TASK INSTRUCTIONS →
Can you copy every line from the one containing "Each instance receives one keypoint. Mark the white yard" through the end of the items, inclusive, with requests and their sample coordinates left unchanged, multiplying each answer coordinate by 2.6 and rounding it to a whole number, halves up?
— Start GIVEN RECORDS —
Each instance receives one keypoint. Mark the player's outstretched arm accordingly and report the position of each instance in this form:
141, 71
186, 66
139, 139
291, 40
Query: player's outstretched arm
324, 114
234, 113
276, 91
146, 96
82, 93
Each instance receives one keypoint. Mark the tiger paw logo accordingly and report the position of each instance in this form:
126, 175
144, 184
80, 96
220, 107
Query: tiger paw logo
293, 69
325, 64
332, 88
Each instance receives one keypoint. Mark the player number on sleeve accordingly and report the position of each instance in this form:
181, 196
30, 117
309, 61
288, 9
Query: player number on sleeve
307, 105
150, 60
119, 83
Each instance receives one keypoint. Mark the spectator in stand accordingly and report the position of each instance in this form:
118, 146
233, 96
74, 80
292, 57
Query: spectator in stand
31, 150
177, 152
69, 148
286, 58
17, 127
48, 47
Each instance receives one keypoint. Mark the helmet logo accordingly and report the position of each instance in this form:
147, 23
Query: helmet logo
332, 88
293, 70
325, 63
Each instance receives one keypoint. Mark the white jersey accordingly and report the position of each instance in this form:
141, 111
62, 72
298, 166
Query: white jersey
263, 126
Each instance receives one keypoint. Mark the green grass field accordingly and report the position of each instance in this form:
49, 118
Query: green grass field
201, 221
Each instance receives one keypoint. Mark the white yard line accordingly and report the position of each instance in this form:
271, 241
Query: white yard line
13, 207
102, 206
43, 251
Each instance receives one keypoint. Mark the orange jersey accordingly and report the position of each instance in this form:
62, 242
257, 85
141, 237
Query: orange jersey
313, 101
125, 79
— End GIVEN RECORDS —
RESPONSE TO THIS EXERCISE →
Each instance receives one keypoint. Mark the white yard line accordingly and report the position of each instance in this form:
271, 241
Query: white yard line
34, 538
265, 536
112, 653
Each instance receives one keypoint. Mark the orange jersey accordingly and report the position of each instance in this form:
62, 242
257, 85
141, 237
Query: orange jersey
814, 263
325, 205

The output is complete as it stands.